** Start of EXTRACT **

This reprimand will serve as the prolegomenon to a lengthy diatribe concerning our myopia with regard to not having thought through what would happen if this technology that we paid nothing for were to be snatched away from us.

Duly chided, the user may simply reply ‘who cares?’ for as many others have already pointed out, it’s not like there aren’t a plethora of other ways to keep on top of your RSS feed. Also, the fact that you use RSS to order your incoming news today doesn’t mean that you will do so in perpetuity.

Our insightful pundit would then doubtless return to his laptop for another bout of frenzied keyboard abuse to insist that we were missing the point, and that our reliance on the free technologies at the centre of our workflows will eventually undermine our entire enterprise.

I’d disagree with this imaginary observer’s point of view, which is probably a good time to set this exercise in unreality aside ;)

I contend that we need better definitions of what constitutes value, not a redefinition of the relative significance of transitory elements of our workflow.

Over time, the concept of value has acquired a number of related definitions.

I can think of no better definition of use and exchange value than those offered by Duncan Foley:

Since the commodity is a product which is exchanged, it appears as the union of two different aspects: its usefulness to some agent, which is what permits the commodity to enter into exchange at all; and its power to command certain qualities of other commodities in exchange. The first aspect the classical political economists called use value, the second exchange value.

** End of EXTRACT **

**JOB 1:** List the three nouns that the opening sentence of the value excerpt uses for pieces of critical writing.
**JOB 2:**
Answer these questions about the value excerpt:
(a) What does the writer say we need better definitions of?
(b) Whose definitions of use value and exchange value does the writer consider the best?
(c) In the quoted passage, what name did classical political economists give to a commodity's power to command qualities of other commodities in exchange?

** Start of EXTRACTED MATERIAL **

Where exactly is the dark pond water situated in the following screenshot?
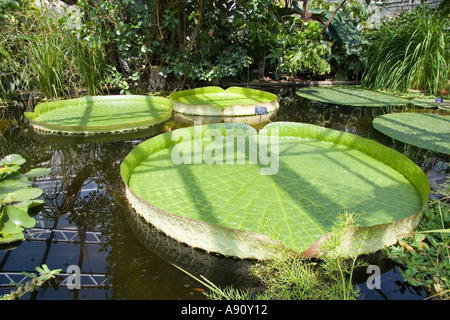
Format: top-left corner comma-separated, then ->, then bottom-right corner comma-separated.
0,89 -> 443,300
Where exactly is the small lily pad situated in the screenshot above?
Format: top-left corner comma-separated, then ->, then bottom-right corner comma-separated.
296,86 -> 409,107
373,112 -> 450,154
170,86 -> 279,117
25,95 -> 173,136
121,122 -> 429,259
410,99 -> 449,109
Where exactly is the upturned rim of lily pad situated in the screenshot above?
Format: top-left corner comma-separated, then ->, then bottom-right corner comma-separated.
372,112 -> 450,154
169,86 -> 280,118
120,122 -> 430,260
25,95 -> 173,136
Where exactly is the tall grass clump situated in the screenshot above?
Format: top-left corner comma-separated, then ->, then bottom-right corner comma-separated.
71,38 -> 107,95
361,7 -> 450,95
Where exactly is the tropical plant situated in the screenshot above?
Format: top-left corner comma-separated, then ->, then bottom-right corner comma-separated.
0,154 -> 50,244
71,38 -> 107,96
361,6 -> 450,95
386,198 -> 450,299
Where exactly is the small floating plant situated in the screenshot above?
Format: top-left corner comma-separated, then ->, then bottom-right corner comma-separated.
373,112 -> 450,154
121,122 -> 429,260
170,86 -> 279,122
296,86 -> 409,107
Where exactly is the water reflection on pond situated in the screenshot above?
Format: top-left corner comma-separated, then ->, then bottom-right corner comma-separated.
0,89 -> 442,299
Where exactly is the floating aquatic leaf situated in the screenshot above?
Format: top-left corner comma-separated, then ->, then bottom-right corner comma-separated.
0,154 -> 50,243
170,86 -> 279,117
373,112 -> 450,154
121,123 -> 429,259
296,86 -> 409,107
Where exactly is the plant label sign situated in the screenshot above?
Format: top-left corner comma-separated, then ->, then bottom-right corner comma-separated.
255,106 -> 267,114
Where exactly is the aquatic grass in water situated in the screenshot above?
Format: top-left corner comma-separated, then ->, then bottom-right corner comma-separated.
21,13 -> 71,98
361,7 -> 450,94
71,39 -> 106,96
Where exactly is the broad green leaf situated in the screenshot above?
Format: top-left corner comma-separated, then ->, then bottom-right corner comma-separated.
0,154 -> 26,166
25,95 -> 173,134
121,123 -> 429,258
373,112 -> 450,154
2,206 -> 36,233
296,86 -> 409,107
170,86 -> 279,117
0,188 -> 43,204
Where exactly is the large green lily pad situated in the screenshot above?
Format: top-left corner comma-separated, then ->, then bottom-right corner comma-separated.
121,123 -> 429,259
170,86 -> 279,117
373,112 -> 450,154
25,95 -> 173,135
296,86 -> 409,107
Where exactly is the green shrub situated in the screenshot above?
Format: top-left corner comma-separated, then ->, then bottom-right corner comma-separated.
361,7 -> 450,94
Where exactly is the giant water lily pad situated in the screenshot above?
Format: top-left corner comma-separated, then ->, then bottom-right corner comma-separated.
373,112 -> 450,154
25,95 -> 173,135
121,123 -> 429,259
296,86 -> 408,107
170,86 -> 279,117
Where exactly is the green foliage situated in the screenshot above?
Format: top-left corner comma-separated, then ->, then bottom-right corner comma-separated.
175,213 -> 365,300
387,199 -> 450,299
361,7 -> 450,95
267,14 -> 331,77
71,39 -> 107,96
0,264 -> 62,300
22,13 -> 71,98
0,154 -> 50,244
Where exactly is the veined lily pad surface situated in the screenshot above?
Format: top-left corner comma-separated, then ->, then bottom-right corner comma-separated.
121,123 -> 429,259
410,99 -> 449,109
170,86 -> 279,117
373,112 -> 450,154
296,86 -> 409,107
25,95 -> 173,135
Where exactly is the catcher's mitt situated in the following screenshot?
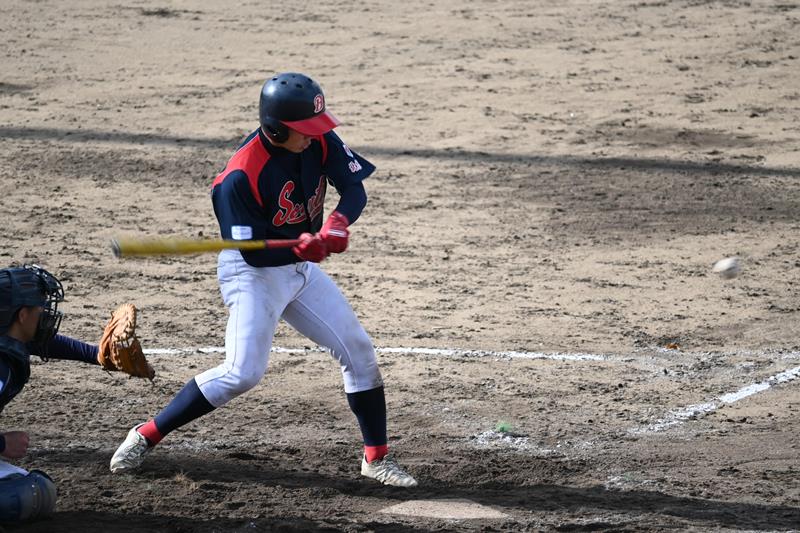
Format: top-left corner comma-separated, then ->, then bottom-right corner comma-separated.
97,304 -> 156,380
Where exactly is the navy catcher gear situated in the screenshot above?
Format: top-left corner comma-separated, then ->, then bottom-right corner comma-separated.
0,265 -> 64,355
258,72 -> 339,143
0,470 -> 57,523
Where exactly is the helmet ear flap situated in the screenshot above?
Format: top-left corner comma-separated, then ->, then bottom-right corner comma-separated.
261,117 -> 289,143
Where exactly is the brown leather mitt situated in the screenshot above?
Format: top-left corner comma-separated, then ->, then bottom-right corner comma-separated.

** End of EXTRACTED MATERIAL **

**EXERCISE SOLUTION 1:**
reprimand
prolegomenon
diatribe

**EXERCISE SOLUTION 2:**
(a) What constitutes value
(b) Duncan Foley's
(c) Exchange value